**WORK INSTRUCTIONS**
Retype all of the listing exactly, with no pictures.

**THE RECORDS**
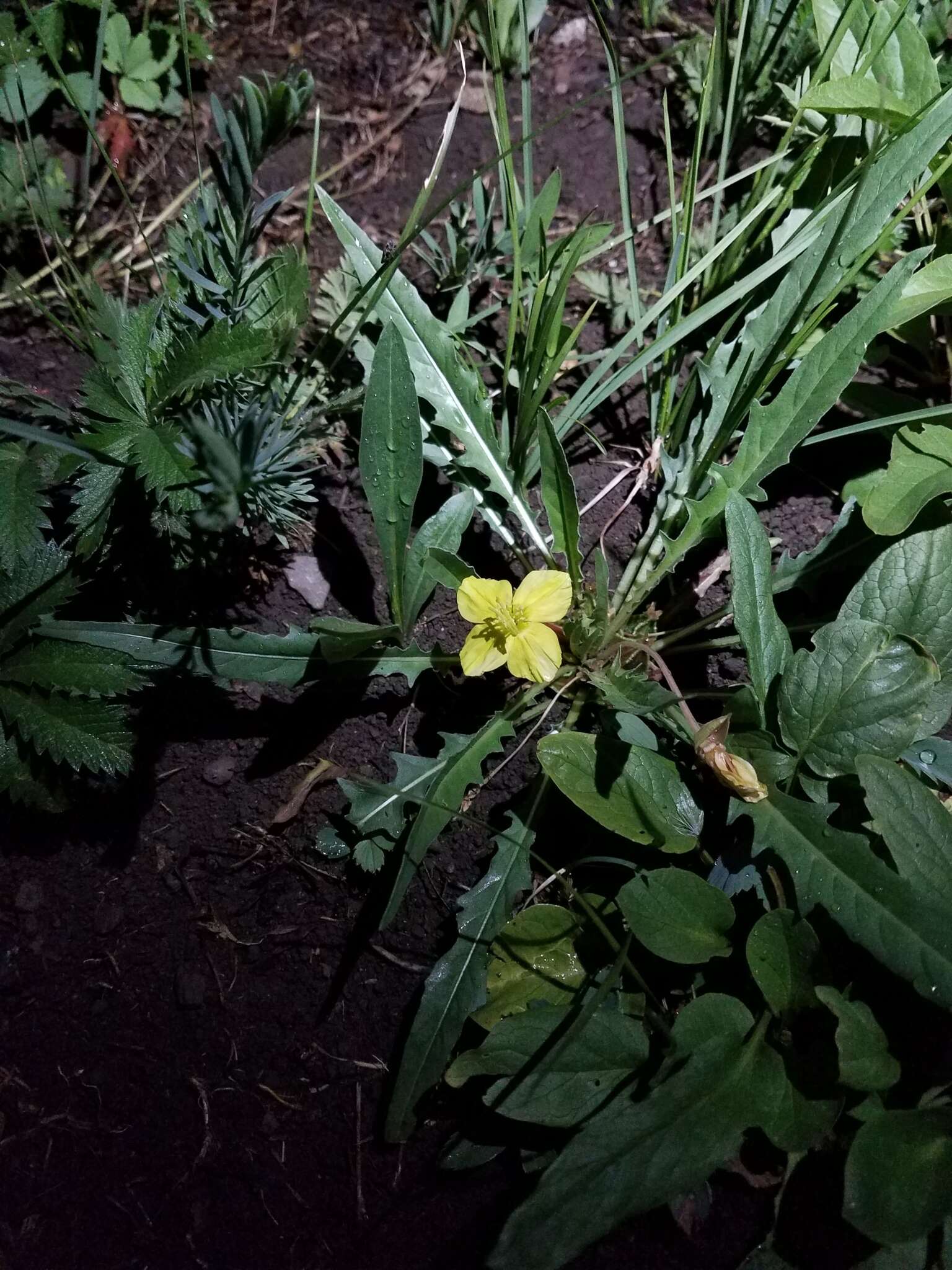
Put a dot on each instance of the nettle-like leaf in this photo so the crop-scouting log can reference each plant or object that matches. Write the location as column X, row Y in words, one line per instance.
column 534, row 958
column 678, row 916
column 86, row 734
column 909, row 588
column 631, row 791
column 37, row 585
column 899, row 1175
column 74, row 668
column 391, row 458
column 917, row 827
column 565, row 1064
column 635, row 1156
column 22, row 505
column 781, row 953
column 457, row 984
column 865, row 1060
column 19, row 780
column 878, row 908
column 765, row 641
column 862, row 690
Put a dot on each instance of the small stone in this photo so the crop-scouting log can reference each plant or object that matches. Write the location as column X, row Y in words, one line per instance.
column 190, row 988
column 304, row 575
column 30, row 897
column 220, row 771
column 570, row 33
column 107, row 917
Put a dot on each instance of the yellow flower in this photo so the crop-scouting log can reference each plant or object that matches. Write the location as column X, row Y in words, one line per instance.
column 511, row 628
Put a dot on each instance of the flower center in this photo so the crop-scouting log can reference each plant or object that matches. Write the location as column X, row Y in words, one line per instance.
column 507, row 620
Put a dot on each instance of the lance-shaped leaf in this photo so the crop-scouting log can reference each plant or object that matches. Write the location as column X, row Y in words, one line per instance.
column 559, row 497
column 863, row 690
column 909, row 588
column 443, row 531
column 865, row 1060
column 765, row 639
column 918, row 471
column 457, row 984
column 635, row 1156
column 813, row 389
column 781, row 951
column 446, row 794
column 565, row 1065
column 452, row 388
column 630, row 790
column 915, row 825
column 875, row 906
column 899, row 1175
column 391, row 458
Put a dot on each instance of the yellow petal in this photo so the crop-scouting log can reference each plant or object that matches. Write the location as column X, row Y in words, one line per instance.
column 482, row 652
column 544, row 596
column 479, row 597
column 535, row 653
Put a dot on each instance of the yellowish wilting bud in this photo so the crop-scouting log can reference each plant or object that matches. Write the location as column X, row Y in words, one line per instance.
column 731, row 770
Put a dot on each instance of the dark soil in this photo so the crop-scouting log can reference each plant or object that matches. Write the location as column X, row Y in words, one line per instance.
column 196, row 1019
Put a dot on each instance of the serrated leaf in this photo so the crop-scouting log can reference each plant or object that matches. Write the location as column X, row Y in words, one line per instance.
column 899, row 1175
column 865, row 1060
column 804, row 568
column 631, row 791
column 534, row 958
column 457, row 984
column 781, row 951
column 909, row 588
column 22, row 505
column 19, row 781
column 566, row 1067
column 163, row 468
column 677, row 916
column 918, row 471
column 452, row 388
column 70, row 729
column 915, row 825
column 70, row 668
column 442, row 533
column 875, row 907
column 391, row 458
column 559, row 498
column 447, row 793
column 36, row 587
column 631, row 693
column 226, row 654
column 863, row 690
column 765, row 641
column 858, row 95
column 219, row 353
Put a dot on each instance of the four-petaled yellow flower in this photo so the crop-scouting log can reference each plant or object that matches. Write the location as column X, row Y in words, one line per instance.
column 511, row 628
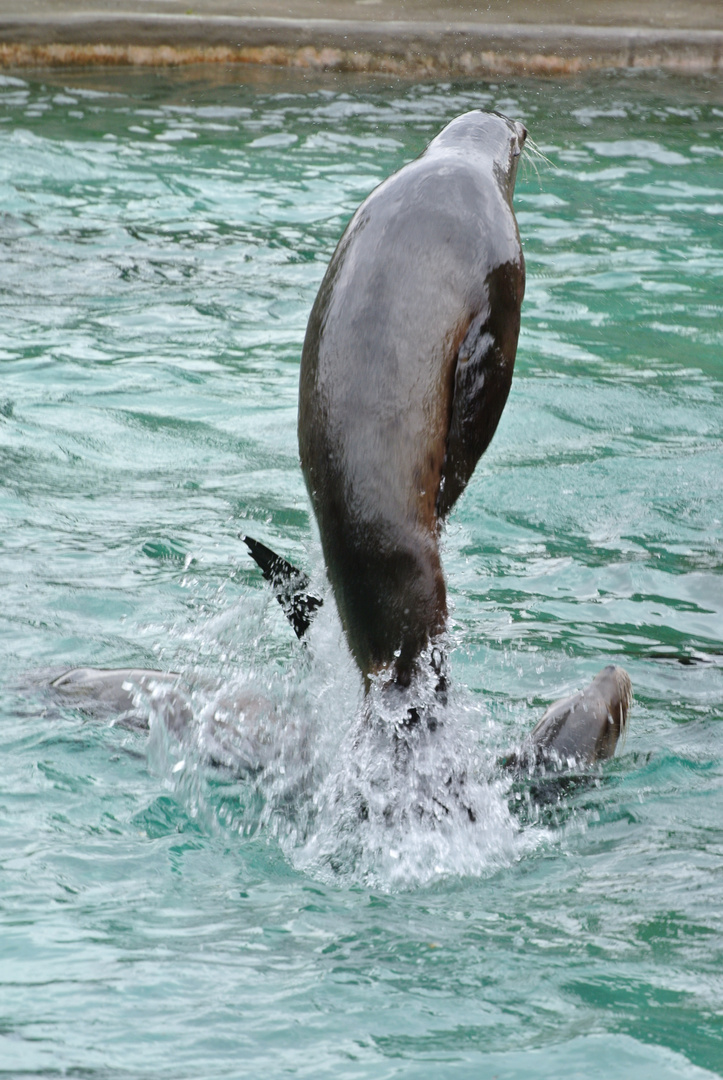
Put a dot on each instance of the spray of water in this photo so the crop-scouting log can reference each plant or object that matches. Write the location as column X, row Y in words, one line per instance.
column 351, row 790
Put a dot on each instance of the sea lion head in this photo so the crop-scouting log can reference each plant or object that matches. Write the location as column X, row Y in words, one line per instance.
column 495, row 139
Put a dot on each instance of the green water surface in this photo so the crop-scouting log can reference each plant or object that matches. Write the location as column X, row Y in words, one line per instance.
column 162, row 240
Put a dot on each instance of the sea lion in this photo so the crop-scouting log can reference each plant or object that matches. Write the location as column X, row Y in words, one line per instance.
column 405, row 368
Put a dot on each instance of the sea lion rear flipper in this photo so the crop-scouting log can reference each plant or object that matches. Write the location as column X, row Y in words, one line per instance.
column 289, row 584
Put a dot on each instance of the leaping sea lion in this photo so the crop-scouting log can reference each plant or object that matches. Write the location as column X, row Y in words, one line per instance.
column 405, row 369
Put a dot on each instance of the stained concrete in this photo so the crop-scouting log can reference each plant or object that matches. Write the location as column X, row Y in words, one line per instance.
column 402, row 37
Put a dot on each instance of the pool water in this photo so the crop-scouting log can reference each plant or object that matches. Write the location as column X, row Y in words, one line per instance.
column 163, row 235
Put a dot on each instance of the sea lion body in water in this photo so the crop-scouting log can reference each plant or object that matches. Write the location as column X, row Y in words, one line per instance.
column 405, row 369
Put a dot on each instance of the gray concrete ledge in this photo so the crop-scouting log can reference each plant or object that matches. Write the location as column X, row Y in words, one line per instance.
column 405, row 48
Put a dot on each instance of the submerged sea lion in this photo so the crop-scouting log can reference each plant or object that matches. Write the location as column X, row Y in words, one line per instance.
column 405, row 369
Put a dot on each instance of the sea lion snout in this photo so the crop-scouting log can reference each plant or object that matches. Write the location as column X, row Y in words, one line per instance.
column 522, row 135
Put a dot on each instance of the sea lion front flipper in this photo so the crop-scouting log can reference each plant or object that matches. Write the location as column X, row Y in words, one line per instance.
column 581, row 729
column 482, row 379
column 289, row 584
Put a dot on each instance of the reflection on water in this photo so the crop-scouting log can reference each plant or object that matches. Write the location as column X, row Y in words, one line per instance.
column 163, row 235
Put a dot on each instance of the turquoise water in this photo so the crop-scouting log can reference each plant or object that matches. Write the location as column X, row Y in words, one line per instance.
column 162, row 239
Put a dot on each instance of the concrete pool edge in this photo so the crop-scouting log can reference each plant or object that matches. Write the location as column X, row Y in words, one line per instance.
column 401, row 48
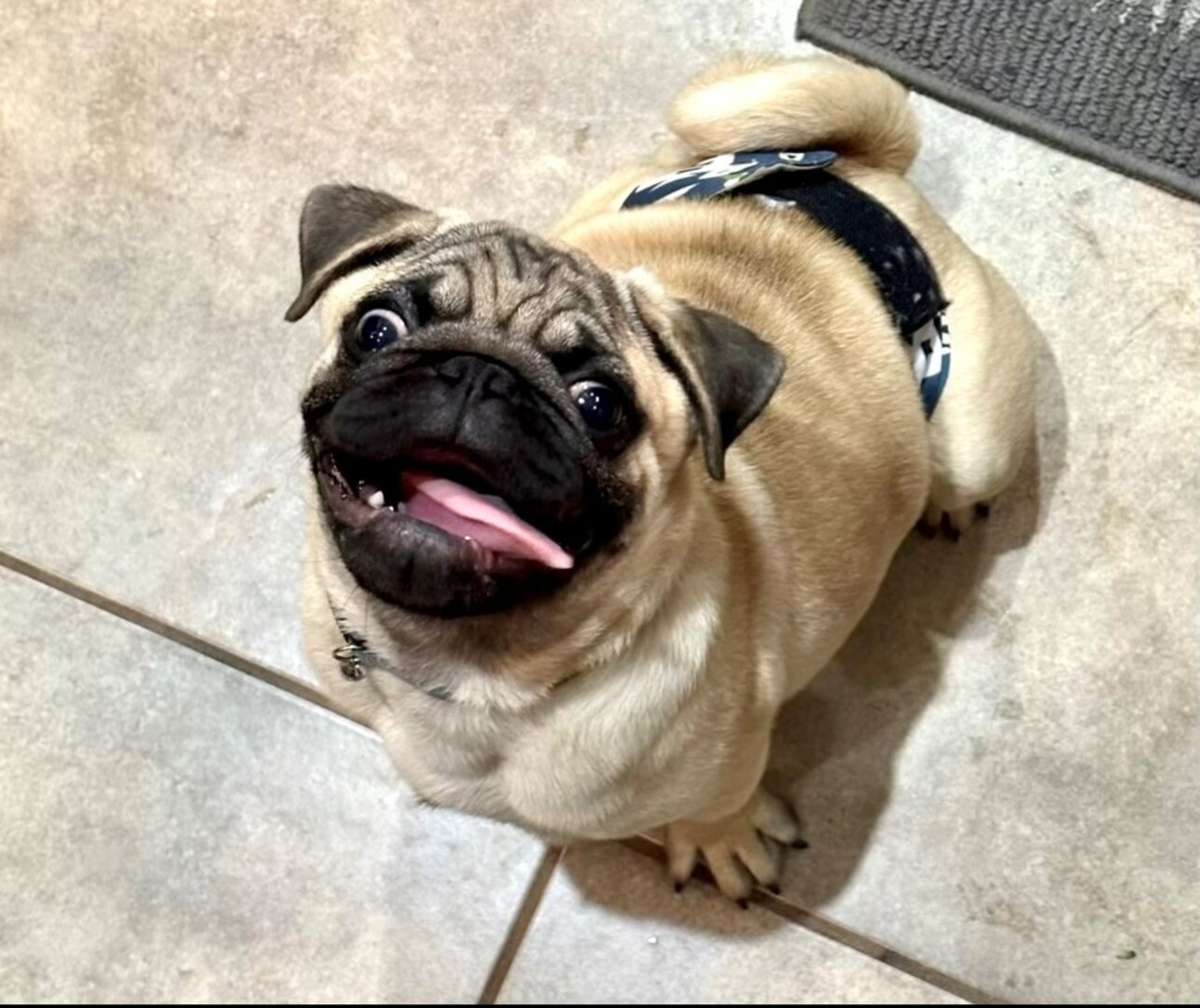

**WRITTEN REPLY**
Put a dot on each instance of the nettle-like leaf in this photo so the crop-scouting log can reference each plant or object that matches. Write the location as column X, row Y in words, one line per instance.
column 534, row 958
column 678, row 916
column 86, row 734
column 909, row 588
column 631, row 791
column 37, row 585
column 899, row 1175
column 74, row 668
column 391, row 458
column 917, row 827
column 565, row 1064
column 635, row 1156
column 22, row 505
column 781, row 953
column 457, row 984
column 865, row 1060
column 19, row 780
column 878, row 908
column 765, row 641
column 862, row 690
Put a dot on each instance of the small stone in this photo so the crop-scouting log can reference each plant or object that matches. Write the location as column X, row Y in words, one line per instance.
column 190, row 988
column 304, row 575
column 30, row 897
column 220, row 771
column 570, row 33
column 107, row 917
Put a dot on each instance of the yellow flower in this photo so the crop-scouting log can reference each plant or object that matches. Write the location as column X, row Y in words, one line per instance.
column 511, row 628
Put a dot on each instance of the flower center in this photo so the crop-scouting log can reference each plant or object that matches. Write the location as column X, row Y in words, one line per instance.
column 507, row 620
Put a dot on each instance of the lance-shaped leaf in this photo so the crop-scouting log can reference each plant or object that matches. Write the location as column X, row Y in words, one line per instance.
column 559, row 497
column 863, row 690
column 909, row 588
column 443, row 531
column 865, row 1060
column 765, row 639
column 918, row 471
column 457, row 984
column 635, row 1156
column 813, row 389
column 781, row 951
column 446, row 794
column 565, row 1065
column 452, row 388
column 630, row 790
column 915, row 825
column 875, row 906
column 899, row 1175
column 391, row 458
Put a dot on each instance of the yellow petal in this photo so the crop-scouting log can reference each plant or object that matches. Write the location as column X, row Y in words, one line per instance.
column 482, row 652
column 544, row 596
column 479, row 597
column 535, row 653
Put a dot on each instance of the yellowish wilting bud in this photo so the crop-scouting log can reference each plant or object that matches. Write the location as column X, row Y in words, one line per instance.
column 731, row 770
Put a dot on each instance of the dark soil in this photo so the crop-scouting log can reference each plant or object that matches. Write the location as column X, row Y in words, one line per instance.
column 196, row 1019
Put a dot on each instance of the serrated leaf in this photo so the crop-scouting log can reference each plant or object that matches. Write the location as column X, row Y in words, one line per instance.
column 899, row 1175
column 865, row 1060
column 804, row 568
column 631, row 791
column 534, row 958
column 457, row 984
column 781, row 951
column 909, row 588
column 22, row 505
column 19, row 781
column 566, row 1067
column 163, row 468
column 677, row 916
column 918, row 471
column 452, row 388
column 70, row 729
column 915, row 825
column 70, row 668
column 442, row 533
column 875, row 907
column 391, row 458
column 559, row 498
column 447, row 793
column 36, row 587
column 631, row 693
column 226, row 654
column 863, row 690
column 765, row 641
column 858, row 95
column 219, row 353
Put a dot on each instance of the four-petaled yellow flower in this photo so the crop-scouting log can reference each plant or object that matches. Write the location as column X, row Y in words, one line per instance.
column 511, row 628
Put a dot on each instance of the spray of water in this photo so the crop-scouting log can reference each plant or object that matches. Write the location as column X, row Y in words, one line per instance.
column 351, row 790
Put a dot on each instance of the sea lion head in this photo so the crop-scouting log can reference each plant or object that matches. Write the location as column X, row Y in words, one line per instance.
column 495, row 139
Put a dot on each instance of the green water surface in this photo so the crop-scouting log can reference each plant or object that matches. Write the location as column X, row Y in words, one line per instance.
column 162, row 240
Put a dot on each instance of the sea lion in this photo so the crop-scouting log can reference each plant or object that matches. Write the location as column X, row Y in words, one line per instance.
column 405, row 368
Put a dot on each instance of the sea lion rear flipper in this photo so the crop-scouting log can reference each plant or object that matches. Write the location as column X, row Y in words, one line per instance.
column 289, row 584
Put a dot on each instance of the leaping sea lion in this photo so the crop-scouting log can reference each plant or object that matches. Write the location as column X, row Y in words, one line per instance.
column 405, row 369
Put a dot on each instance of the stained concrete in this photo so the crop-scouting log can reference each plant or object that matches. Write the location as column X, row Y in words, one line per instance.
column 402, row 37
Put a dot on each instance of the pool water in this photo so the crop-scouting log can reference each plant or object that matches. Write the location as column X, row Y in words, one line per instance.
column 163, row 235
Put a dot on each instance of the sea lion body in water in this photo so the crop-scouting log can reference each plant or object that matches. Write the location as column X, row Y in words, one line per instance.
column 405, row 369
Put a dot on each instance of the gray concrete ledge in this photo so the crop-scouting log can reference each plant or object that matches. Write the location as column X, row Y in words, one line per instance.
column 405, row 48
Put a dot on each instance of the submerged sea lion in this photo so the crop-scouting log can reference each plant or object that matches. Write the location as column X, row Y in words, one line per instance.
column 405, row 369
Put a dot on each instance of the sea lion snout in this photo so the crop-scouting log can reference each plant or object that matches. Write the location as column X, row Y in words, one line per instance.
column 522, row 135
Put a dot on each instance of the sea lion front flipper in this photo so the crop-scouting log can reference each plant or object that matches. Write the location as column X, row Y in words, one line per instance.
column 581, row 729
column 482, row 379
column 289, row 584
Put a dot on each instance of the reflection on water in this photo so the crop-scouting log can reference each plant or object that matches. Write the location as column X, row Y in words, one line per instance.
column 163, row 235
Put a dot on each instance of the turquoise water in this photo so the crop-scouting log can reference each plant or object that matches. Write the location as column X, row Y in words, one line per instance.
column 162, row 239
Put a dot on each instance of the concrete pool edge in this photo so the crop-scouting log can reference each plant or object that matches. Write the location as column X, row Y in words, one line per instance.
column 401, row 48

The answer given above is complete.